Task description :: An exact transcript is needed of the material below, beginning at the line that contains "Query: white sedan" and continuing through its last line; nothing else should appear.

(Data listing begins)

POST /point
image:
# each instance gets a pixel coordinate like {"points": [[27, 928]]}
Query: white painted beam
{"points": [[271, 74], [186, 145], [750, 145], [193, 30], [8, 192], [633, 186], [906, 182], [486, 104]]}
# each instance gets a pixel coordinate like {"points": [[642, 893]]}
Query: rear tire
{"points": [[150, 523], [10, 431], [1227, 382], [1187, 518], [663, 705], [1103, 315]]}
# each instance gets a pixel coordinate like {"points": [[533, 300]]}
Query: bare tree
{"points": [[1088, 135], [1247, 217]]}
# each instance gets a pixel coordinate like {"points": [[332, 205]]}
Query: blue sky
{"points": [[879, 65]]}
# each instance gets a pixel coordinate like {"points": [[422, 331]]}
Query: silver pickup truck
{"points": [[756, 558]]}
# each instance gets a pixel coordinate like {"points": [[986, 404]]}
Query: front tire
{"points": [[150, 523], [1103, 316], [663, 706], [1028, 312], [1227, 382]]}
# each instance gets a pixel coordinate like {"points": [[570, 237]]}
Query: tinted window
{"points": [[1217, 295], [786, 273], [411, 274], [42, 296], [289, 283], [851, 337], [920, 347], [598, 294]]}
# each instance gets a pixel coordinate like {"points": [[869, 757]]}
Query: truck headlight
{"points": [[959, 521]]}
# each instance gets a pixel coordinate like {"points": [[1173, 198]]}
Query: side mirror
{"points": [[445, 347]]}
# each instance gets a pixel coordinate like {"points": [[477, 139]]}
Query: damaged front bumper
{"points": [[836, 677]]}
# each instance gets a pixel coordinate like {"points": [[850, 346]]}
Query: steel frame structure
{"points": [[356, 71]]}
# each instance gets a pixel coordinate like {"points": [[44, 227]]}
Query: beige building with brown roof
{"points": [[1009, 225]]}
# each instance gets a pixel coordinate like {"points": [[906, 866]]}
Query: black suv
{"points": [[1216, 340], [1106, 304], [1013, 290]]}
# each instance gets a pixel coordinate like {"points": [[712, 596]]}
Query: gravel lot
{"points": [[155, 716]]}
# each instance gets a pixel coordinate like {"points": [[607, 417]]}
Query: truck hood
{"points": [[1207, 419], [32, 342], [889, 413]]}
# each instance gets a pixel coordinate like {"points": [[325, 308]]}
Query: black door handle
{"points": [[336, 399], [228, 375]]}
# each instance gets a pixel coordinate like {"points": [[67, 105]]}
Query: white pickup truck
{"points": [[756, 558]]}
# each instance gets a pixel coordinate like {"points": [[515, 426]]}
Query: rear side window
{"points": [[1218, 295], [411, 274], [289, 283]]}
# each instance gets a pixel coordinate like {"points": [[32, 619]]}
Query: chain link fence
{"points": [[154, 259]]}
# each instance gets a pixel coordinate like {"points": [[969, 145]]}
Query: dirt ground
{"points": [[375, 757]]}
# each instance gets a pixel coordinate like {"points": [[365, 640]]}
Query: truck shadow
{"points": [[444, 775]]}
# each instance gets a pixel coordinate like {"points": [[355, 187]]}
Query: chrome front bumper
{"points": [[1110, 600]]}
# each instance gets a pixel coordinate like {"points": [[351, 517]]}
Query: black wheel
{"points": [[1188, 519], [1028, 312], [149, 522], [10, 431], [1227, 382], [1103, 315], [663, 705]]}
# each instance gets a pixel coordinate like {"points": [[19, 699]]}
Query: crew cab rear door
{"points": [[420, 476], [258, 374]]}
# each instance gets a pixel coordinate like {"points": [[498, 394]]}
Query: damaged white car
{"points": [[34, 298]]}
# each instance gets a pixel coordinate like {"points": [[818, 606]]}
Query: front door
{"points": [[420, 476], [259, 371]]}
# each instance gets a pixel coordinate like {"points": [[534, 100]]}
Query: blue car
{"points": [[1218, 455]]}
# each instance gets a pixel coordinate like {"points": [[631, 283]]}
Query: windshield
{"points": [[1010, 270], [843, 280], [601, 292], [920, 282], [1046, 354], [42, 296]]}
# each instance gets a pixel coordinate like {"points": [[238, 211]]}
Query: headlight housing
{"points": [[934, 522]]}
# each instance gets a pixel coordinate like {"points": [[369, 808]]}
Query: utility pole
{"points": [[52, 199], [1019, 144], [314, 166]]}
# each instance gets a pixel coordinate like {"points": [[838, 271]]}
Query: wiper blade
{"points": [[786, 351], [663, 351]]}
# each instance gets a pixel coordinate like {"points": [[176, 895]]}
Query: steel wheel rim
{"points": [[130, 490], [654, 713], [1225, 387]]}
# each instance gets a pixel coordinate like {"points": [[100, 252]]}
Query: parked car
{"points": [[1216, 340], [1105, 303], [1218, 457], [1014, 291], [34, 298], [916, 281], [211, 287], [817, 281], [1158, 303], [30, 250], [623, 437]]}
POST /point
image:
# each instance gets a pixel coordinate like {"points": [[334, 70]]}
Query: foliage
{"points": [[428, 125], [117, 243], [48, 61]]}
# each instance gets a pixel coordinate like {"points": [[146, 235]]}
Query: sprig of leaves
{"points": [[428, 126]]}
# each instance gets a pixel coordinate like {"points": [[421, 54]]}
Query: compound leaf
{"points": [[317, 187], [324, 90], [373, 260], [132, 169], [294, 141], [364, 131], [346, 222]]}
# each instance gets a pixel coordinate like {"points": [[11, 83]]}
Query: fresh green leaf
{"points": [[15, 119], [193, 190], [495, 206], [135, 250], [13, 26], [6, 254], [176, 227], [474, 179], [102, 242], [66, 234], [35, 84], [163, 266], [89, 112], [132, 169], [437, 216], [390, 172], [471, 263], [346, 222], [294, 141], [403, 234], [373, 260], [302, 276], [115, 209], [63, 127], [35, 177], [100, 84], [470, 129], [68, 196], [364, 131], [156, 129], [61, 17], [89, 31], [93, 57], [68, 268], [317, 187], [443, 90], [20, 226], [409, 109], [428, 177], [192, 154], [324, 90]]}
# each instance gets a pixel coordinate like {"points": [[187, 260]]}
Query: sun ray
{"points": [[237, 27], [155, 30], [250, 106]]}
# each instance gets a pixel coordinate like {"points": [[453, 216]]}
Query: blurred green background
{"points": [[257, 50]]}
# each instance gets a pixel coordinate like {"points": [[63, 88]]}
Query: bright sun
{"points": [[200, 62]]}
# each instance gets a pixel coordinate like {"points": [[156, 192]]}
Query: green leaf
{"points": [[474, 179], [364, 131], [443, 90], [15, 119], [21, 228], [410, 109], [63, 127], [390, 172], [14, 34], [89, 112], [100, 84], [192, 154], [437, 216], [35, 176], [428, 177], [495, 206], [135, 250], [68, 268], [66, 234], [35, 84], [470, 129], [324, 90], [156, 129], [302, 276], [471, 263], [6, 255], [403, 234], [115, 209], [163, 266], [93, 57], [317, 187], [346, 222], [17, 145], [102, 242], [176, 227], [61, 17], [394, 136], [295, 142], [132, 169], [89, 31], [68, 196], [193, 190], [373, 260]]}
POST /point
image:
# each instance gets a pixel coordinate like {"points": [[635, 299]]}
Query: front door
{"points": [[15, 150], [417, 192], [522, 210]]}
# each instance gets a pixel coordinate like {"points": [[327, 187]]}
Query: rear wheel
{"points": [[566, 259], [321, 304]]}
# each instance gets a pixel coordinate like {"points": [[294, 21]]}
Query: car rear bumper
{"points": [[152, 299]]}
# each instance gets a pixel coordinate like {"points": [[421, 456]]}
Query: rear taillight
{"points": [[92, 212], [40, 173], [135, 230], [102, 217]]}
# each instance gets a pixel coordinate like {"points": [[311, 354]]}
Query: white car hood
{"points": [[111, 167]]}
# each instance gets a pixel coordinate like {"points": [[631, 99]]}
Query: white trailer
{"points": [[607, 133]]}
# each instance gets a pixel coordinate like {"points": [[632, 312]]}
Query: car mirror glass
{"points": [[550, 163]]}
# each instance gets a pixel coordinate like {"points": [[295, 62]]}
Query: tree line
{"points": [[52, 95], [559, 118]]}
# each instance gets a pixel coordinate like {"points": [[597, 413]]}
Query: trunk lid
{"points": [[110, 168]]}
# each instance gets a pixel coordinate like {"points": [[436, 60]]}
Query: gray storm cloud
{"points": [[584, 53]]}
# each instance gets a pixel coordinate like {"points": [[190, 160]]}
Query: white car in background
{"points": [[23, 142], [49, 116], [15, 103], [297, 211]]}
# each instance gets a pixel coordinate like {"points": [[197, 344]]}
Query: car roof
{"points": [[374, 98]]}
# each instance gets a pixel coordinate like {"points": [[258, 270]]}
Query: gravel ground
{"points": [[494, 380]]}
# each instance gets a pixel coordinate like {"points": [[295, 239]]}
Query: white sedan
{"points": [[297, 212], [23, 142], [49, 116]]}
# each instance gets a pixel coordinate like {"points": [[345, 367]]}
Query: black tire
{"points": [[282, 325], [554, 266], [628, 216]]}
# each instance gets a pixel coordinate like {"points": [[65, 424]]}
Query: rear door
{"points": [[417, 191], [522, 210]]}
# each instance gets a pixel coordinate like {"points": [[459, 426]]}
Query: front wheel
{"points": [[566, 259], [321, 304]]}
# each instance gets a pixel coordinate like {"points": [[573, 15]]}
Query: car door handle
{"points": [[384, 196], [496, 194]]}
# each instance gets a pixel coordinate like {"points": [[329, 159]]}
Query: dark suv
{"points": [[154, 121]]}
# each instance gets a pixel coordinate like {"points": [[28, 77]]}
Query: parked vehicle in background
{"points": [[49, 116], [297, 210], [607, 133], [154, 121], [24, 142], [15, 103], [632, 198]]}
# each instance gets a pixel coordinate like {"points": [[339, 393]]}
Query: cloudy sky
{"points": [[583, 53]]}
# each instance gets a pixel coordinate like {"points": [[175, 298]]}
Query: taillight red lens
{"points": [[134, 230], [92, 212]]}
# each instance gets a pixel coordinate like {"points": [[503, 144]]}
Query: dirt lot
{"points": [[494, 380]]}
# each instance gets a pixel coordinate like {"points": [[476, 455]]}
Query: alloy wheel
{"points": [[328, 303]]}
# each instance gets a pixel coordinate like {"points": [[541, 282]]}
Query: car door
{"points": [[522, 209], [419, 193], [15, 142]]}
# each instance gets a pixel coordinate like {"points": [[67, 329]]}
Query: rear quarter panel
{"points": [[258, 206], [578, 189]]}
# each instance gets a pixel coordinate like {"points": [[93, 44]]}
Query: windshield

(Data listing ends)

Written response ::
Query: white sedan
{"points": [[297, 212], [23, 142], [49, 116]]}
# each instance gets a pixel coordinate like {"points": [[345, 367]]}
Query: black tire
{"points": [[282, 325], [554, 266], [628, 216]]}
# each instance gets a pixel coordinate like {"points": [[65, 424]]}
Query: rear door
{"points": [[417, 191], [522, 210]]}
# each instance gets a pixel coordinate like {"points": [[459, 426]]}
Query: front wheel
{"points": [[566, 259], [321, 304]]}
# each instance gets a pixel coordinate like {"points": [[573, 15]]}
Query: car door handle
{"points": [[384, 196], [496, 194]]}
# each instance gets a pixel coordinate like {"points": [[329, 159]]}
Query: dark suv
{"points": [[154, 121]]}
# each instance gets a pixel coordinate like {"points": [[28, 77]]}
Query: parked vehicle in background
{"points": [[49, 116], [297, 210], [607, 133], [154, 121], [24, 142], [15, 103], [632, 198]]}
# each instance gets a pixel coordinate like {"points": [[339, 393]]}
Query: cloudy sky
{"points": [[583, 53]]}
# each instance gets a pixel coordinate like {"points": [[175, 298]]}
Query: taillight red lens
{"points": [[134, 230], [92, 212]]}
# each instance gets a pixel coordinate like {"points": [[503, 144]]}
Query: dirt lot
{"points": [[494, 380]]}
# each instance gets a pixel coordinate like {"points": [[476, 455]]}
Query: alloy wheel
{"points": [[328, 303]]}
# each instance gets a pixel coordinate like {"points": [[541, 282]]}
Query: car door
{"points": [[522, 209], [419, 193], [15, 142]]}
# each instance gets a pixel coordinate like {"points": [[67, 329]]}
Query: rear quarter panel
{"points": [[258, 206], [578, 189]]}
# each instance gets a pixel coordinate like {"points": [[93, 44]]}
Query: windshield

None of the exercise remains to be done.